-- Extract follows --

Murphy Walks Where The Sidewalk Ends

Laura Glesby photo

Chris Murphy asks Raisa about her family as she shows him a photo of her daughter.

As 85-year-old Raisa pulled up a photograph of her daughter on her iPhone, U.S. Sen. Chris Murphy took a break from walking across Fair Haven Heights to ask her a question. 

Is she safe?”

Murphy met Raisa along a mile-long stretch of the east side of New Haven on Thursday morning as he traversed the last leg of his seventh annual Walk Across Connecticut.” 

Raisa sat on the bench of an Eastern Street pocket park behind her home at the Fair Haven Heights senior living community of Bella Vista.

When Murphy strolled by — more than 60 miles into his journey that started in Stafford and ended in East Haven — she had a brief chance to tell the prominent advocate for Ukrainian aid about her family’s life in a country entangled in war. 

Chris Murphy, having just crossed over from New Haven's Eastern Street to East Haven's Laurel Street on Thursday.

Raisa’s daughter, who lives in Raisa’s former country of Belarus, is safe. But as Murphy said, These are hard times in Belarus.”

It’s terrible now,” Raisa agreed. She showed him her daughter’s photo.

Do you think she’d want to come here from Belarus?” Murphy asked.

She visits,” Raisa said. 

Murphy handed her his card with contact information for his office, noting that if Raisa ever needs help with a visa application, she should contact him.

Further up the hill, Murphy observed, She probably will have some visa issues at some point.”

Murphy passes Bella Vista.

Raisa was the second Belarusian immigrant Murphy met this week on his annual walk from one end of the state to the other.

Though Murphy typically walks across the state in the summer, initial plans to do so in 2023 were canceled when he contracted Covid-19 and rescheduled his walk to autumn. He takes a different route each year, typically starting in the north and ending in the south.

This week, Murphy took a four-day, 67-mile walk: walking one day from Stafford to Manchester, the next from Manchester to Bethel, then from Bethel to North Haven, and finally on Thursday from North Haven to East Haven.

-- Extract concluded --

What you will do:
(1) According to the article on Murphy's walk, how many days and how many miles did his walk take this week?
(2) Decide whether each statement agrees with the article on Murphy's walk, and quote the words that settle it. (a) Raisa's daughter lives in Belarus. (b) Murphy's journey ended in New Haven. (c) Murphy's 2023 walk was moved to autumn after he contracted Covid-19.
The listing comes from a separate source.

-- Data for review follows --

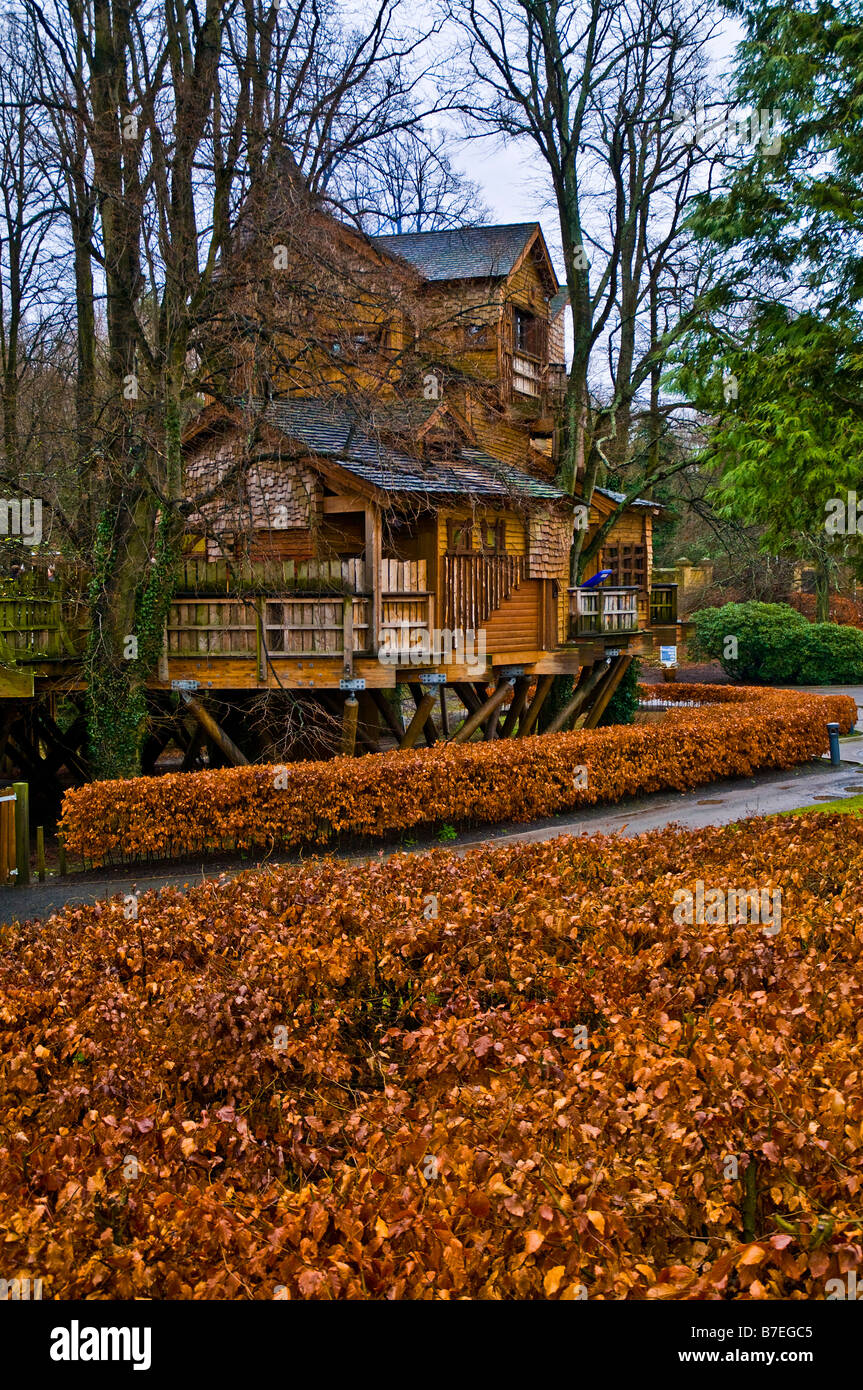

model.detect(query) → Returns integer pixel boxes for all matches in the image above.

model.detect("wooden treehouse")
[0,216,677,777]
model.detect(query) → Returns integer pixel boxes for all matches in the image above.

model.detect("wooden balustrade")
[167,595,370,657]
[650,584,677,627]
[443,553,525,632]
[570,585,639,637]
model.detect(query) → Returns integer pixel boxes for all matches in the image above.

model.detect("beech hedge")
[60,684,856,865]
[0,811,863,1295]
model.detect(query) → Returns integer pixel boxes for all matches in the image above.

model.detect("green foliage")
[599,657,641,728]
[673,0,863,575]
[689,603,863,685]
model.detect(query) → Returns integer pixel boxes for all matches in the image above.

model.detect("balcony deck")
[0,557,677,695]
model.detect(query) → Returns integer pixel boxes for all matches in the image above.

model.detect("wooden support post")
[179,724,204,773]
[342,594,353,680]
[0,792,15,884]
[157,623,171,681]
[254,599,267,685]
[518,676,554,738]
[6,801,18,873]
[447,676,514,744]
[13,783,31,883]
[581,656,632,728]
[453,681,482,714]
[399,692,438,749]
[410,685,438,748]
[342,695,360,758]
[546,662,609,734]
[500,676,531,738]
[359,691,381,753]
[368,689,404,744]
[183,695,249,767]
[365,506,382,657]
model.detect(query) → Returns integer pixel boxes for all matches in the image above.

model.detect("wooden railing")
[0,557,434,667]
[442,553,525,632]
[167,594,370,662]
[570,585,639,637]
[0,596,89,664]
[176,556,365,598]
[650,584,677,627]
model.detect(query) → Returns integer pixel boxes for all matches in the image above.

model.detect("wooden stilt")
[359,691,381,753]
[500,676,531,738]
[546,662,609,734]
[342,695,360,758]
[368,689,404,744]
[410,685,438,748]
[399,694,438,749]
[179,724,204,773]
[447,676,513,744]
[518,676,554,738]
[317,691,377,753]
[582,656,632,728]
[183,695,249,767]
[484,677,513,744]
[13,783,31,884]
[453,681,482,714]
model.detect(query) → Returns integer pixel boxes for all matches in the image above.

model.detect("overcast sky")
[450,8,742,275]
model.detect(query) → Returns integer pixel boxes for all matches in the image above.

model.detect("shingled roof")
[257,398,566,500]
[371,222,539,279]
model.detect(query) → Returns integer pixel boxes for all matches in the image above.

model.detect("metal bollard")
[827,724,839,767]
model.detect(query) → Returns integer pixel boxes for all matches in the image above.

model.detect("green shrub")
[689,602,863,685]
[798,623,863,685]
[599,657,641,728]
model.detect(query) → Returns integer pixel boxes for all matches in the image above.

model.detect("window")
[464,324,489,348]
[446,520,474,555]
[513,309,548,357]
[602,545,648,589]
[446,517,506,555]
[513,309,549,396]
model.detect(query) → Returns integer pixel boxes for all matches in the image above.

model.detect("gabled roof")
[593,488,666,512]
[256,398,566,502]
[371,222,553,281]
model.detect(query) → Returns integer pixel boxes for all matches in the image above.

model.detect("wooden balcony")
[650,584,677,627]
[568,585,639,641]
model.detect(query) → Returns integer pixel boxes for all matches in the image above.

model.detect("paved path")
[6,733,863,924]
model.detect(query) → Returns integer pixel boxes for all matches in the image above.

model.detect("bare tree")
[447,0,712,582]
[336,128,491,235]
[24,0,441,776]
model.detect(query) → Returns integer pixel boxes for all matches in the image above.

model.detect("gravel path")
[0,733,863,924]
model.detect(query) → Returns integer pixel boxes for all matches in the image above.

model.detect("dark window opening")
[602,545,648,589]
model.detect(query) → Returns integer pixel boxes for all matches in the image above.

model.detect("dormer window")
[464,324,488,348]
[513,309,545,357]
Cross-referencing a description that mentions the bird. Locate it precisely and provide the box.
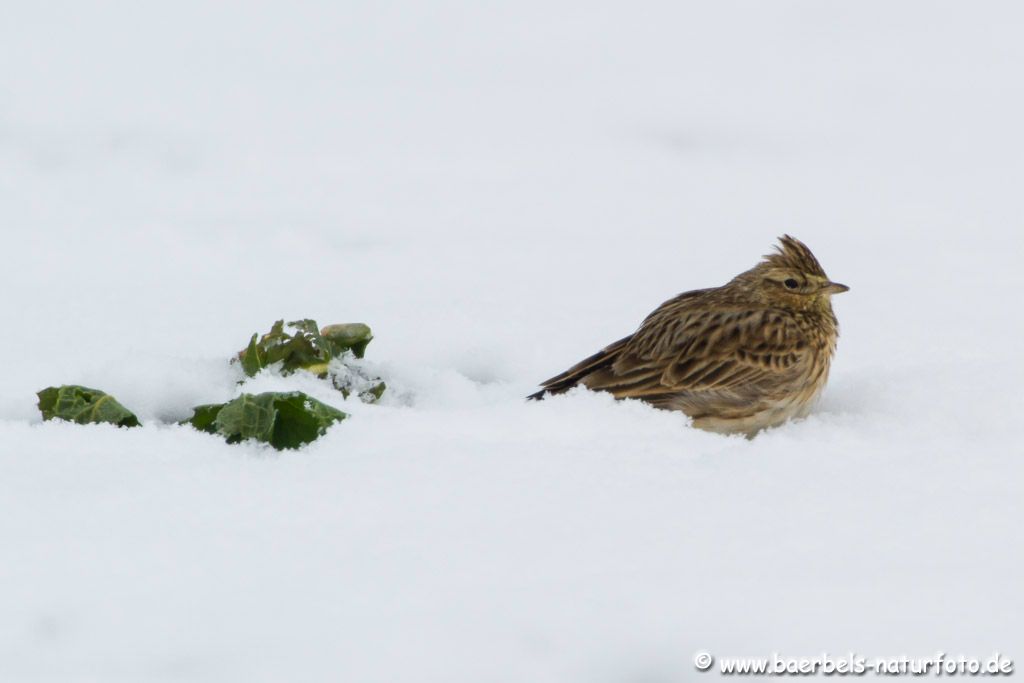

-- Data for review concluded --

Solutions to the tasks:
(1) Four days and 67 miles.

(2)
(a) Yes: "Raisa’s daughter, who lives in Raisa’s former country of Belarus, is safe."
(b) No: "his journey that started in Stafford and ended in East Haven"
(c) Yes: "initial plans to do so in 2023 were canceled when he contracted Covid-19 and rescheduled his walk to autumn"